---- Excerpt
Tsarnaev’s lawyers have conceded the obvious and admitted that their client committed the crime. So, there is no confusion or uncertainty in these proceedings, as there often is in other murder cases, about whether the wrong man has been brought to trial.

(While admitting Tsarnaev’s guilt, the defense claims their client was under the sway of his elder brother. If even one member of the jury agrees, the death penalty cannot be applied, since the jury must be unanimous when deciding in favor of capital punishment).

No jury will excuse the defendant’s motives. The political logic behind the attack—the United States kills innocent Muslims throughout the world, so innocent Americans deserve to die—is morally repugnant and indefensible.

The political goal behind the attack—to punish the United States for its crimes—was utterly foolish and, as anyone could predict, thoroughly useless. A random bombing, no matter how horrible, was never going to change U.S. policy in the Middle East and, in fact, only served as fodder to justify the reactionary “war on terrorism.”

Those in Massachusetts who call for capital punishment have a friend in the top lawyer in the land. U.S. Attorney General Eric Holder has instructed federal prosecutors to pursue a death sentence in this case, saying, “the nature of the conduct at issue and the resultant harm compel this decision.”

Capital punishment is state-sanctioned murder, a method for the capitalist system to remove society’s discontents in the interests of maintaining “order” and the status quo. Only the heat of emotion—the swirl of sorrow, anger, and frustration—can explain why so many working people accept it.

Yet the rationale given in support of capital punishment is irredeemably flawed. No argument for the death penalty holds up to even the slightest scrutiny.

A majority of people in Massachusetts, a state that abolished capital punishment, agrees with this criticism. Despite the brutal crime at the Boston Marathon that harmed so many innocents, most people in the state do not favor the death penalty. A recent editorial by the Boston Globe has opposed the death penalty in the Tsarnaev case.

In every local and statewide poll since the bombing, a majority has consistently favored life imprisonment without parole for Tsarnaev. One person who was polled spoke for many when she commented that she does not “support taking lives for the sake of taking lives.” A life taken is never a life returned.

The case against the death penalty is thorough and incontestable. Although there is no mistake about Tsarnaev’s guilt, the death penalty has been applied to innocent people. If it is maintained, innocent defendants will continue to suffer.
--------
---- Supplied information
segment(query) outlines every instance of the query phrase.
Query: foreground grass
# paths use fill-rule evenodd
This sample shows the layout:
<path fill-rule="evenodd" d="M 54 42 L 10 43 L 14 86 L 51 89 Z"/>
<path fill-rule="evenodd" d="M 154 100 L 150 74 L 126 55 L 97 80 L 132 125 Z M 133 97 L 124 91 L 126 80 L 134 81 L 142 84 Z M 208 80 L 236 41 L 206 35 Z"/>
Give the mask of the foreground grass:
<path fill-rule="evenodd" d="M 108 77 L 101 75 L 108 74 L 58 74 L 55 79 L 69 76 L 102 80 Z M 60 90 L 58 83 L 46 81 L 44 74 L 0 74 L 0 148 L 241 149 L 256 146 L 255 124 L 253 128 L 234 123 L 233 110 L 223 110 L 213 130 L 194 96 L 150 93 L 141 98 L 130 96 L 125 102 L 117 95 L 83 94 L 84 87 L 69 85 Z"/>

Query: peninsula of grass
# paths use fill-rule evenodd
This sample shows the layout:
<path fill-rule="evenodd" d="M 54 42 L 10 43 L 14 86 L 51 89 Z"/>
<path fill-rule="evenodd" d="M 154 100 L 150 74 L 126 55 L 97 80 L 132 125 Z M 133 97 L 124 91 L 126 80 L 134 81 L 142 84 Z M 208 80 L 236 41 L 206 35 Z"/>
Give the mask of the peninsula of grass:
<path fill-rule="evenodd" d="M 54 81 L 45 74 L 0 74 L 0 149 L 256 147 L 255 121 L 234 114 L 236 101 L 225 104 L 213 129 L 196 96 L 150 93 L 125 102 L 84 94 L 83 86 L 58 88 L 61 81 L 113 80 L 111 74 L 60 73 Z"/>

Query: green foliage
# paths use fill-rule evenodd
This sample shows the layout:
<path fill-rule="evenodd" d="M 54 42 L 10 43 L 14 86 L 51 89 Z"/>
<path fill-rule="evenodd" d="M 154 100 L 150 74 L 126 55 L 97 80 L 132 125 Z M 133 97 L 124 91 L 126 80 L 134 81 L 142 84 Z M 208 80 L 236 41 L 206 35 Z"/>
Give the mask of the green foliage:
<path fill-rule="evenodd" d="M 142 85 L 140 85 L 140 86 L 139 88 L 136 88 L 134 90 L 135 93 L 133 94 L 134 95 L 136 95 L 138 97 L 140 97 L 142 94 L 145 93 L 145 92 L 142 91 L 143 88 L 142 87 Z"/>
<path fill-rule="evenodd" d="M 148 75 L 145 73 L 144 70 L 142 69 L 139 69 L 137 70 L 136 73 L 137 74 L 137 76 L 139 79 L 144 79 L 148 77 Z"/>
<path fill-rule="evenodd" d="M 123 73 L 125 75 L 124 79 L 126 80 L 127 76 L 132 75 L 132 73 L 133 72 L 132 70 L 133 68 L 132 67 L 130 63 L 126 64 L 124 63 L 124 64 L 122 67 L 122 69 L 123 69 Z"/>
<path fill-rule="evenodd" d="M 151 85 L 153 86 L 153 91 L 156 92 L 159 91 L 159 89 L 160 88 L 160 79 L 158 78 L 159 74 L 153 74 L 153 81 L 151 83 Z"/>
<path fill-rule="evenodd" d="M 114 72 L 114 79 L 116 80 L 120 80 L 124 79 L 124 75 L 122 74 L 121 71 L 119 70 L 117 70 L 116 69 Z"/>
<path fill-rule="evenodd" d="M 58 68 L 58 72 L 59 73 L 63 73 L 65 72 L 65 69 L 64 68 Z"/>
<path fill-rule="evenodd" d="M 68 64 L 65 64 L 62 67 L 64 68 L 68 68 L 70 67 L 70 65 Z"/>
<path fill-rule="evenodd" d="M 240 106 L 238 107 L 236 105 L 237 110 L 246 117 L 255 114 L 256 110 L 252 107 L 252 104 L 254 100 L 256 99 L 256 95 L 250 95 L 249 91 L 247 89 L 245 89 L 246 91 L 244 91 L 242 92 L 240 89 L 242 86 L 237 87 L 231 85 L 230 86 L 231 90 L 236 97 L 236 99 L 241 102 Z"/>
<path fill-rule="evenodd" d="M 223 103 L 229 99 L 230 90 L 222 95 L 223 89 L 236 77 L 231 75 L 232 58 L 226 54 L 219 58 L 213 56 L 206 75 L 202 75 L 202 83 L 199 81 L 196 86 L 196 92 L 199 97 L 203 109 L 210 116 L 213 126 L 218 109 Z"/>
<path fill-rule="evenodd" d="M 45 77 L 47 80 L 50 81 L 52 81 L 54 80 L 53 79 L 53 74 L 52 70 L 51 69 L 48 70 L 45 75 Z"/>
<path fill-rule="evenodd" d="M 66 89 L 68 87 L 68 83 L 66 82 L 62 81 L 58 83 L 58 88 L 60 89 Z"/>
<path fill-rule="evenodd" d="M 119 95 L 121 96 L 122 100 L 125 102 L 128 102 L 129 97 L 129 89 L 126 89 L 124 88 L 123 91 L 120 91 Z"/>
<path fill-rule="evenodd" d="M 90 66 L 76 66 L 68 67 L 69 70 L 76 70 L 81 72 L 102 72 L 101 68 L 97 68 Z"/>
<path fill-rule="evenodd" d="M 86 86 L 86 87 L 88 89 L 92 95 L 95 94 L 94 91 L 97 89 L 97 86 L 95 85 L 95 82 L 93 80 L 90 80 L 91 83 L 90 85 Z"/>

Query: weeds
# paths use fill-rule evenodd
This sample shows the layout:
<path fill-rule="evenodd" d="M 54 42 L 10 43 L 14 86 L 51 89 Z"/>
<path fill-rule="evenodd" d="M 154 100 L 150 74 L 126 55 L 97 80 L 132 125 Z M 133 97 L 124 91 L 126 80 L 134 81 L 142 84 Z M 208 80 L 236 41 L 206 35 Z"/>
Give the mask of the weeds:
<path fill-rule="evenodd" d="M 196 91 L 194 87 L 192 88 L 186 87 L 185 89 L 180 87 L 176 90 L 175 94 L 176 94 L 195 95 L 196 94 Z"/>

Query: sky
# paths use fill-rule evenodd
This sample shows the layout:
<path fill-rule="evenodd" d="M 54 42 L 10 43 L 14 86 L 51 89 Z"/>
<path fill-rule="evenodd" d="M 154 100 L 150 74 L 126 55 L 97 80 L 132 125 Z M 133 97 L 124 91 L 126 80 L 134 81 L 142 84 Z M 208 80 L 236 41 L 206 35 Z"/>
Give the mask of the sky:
--------
What to work on:
(a) From the article on the Tsarnaev case, reproduce word for word the passage that begins with the words containing "Those in Massachusetts" and ends with "people accept it.".
(b) According to the article on the Tsarnaev case, what did U.S. Attorney General Eric Holder instruct federal prosecutors to do?
(c) Go on with the article on the Tsarnaev case from the point where it ends.
You can set the records aside.

Expected answers:
(a)
Those in Massachusetts who call for capital punishment have a friend in the top lawyer in the land. U.S. Attorney General Eric Holder has instructed federal prosecutors to pursue a death sentence in this case, saying, “the nature of the conduct at issue and the resultant harm compel this decision.”

Capital punishment is state-sanctioned murder, a method for the capitalist system to remove society’s discontents in the interests of maintaining “order” and the status quo. Only the heat of emotion—the swirl of sorrow, anger, and frustration—can explain why so many working people accept it.

(b) He instructed them to pursue a death sentence in the Tsarnaev case.

(c)
This is the view of the Boston Bar Association, whose membership numbers some 12,000 lawyers. The Association President, Paul T. Dacier, stated, “Without equivocation, the death penalty has no place in the fair administration of justice and makes no sense on a practical level.”

The judge who presided over the last capital punishment case in Massachusetts, in 2001, also supports this view. Judge Michael A. Posnor has commented, “The most profound realization I took from [a death penalty sentence] was that human beings getting together to decide whether someone should be executed, even when they are supervised by a judge, will make mistakes.”

Moreover, death penalty convictions are fraught with racial bias. More racial minorities than whites are executed compared to the minority percentage of the population. A death row defendant is much more likely to be executed if the victim of the crime is white, despite the fact that African-Americans constitute almost half of the murder victims nationwide. Racial equality in sentencing and executions simply does not exist.

It is well known that a sentence of death is no deterrent to crime or murder. Oklahoma and Texas frequently apply the death penalty, but executions there have not diminished the murder rate. The South, which carries out more executions than any other region in the country, also has the highest murder rate.

In fact, year after year, fewer people are killed in states that have no death penalty. Throughout the country, the number of murders has steadily been declining since 1991, regardless of the laws supporting capital punishment.

This month, the Supreme Court will hear a case regarding the use of lethal injections for those condemned to die. The Court could now reverse its previous support for the death penalty and rule broadly to outlaw the practice. Capital punishment truly is and should be justly defined as “cruel and unusual punishment.” The Supreme Court should abolish it as inhumane, illegitimate, and ineffective.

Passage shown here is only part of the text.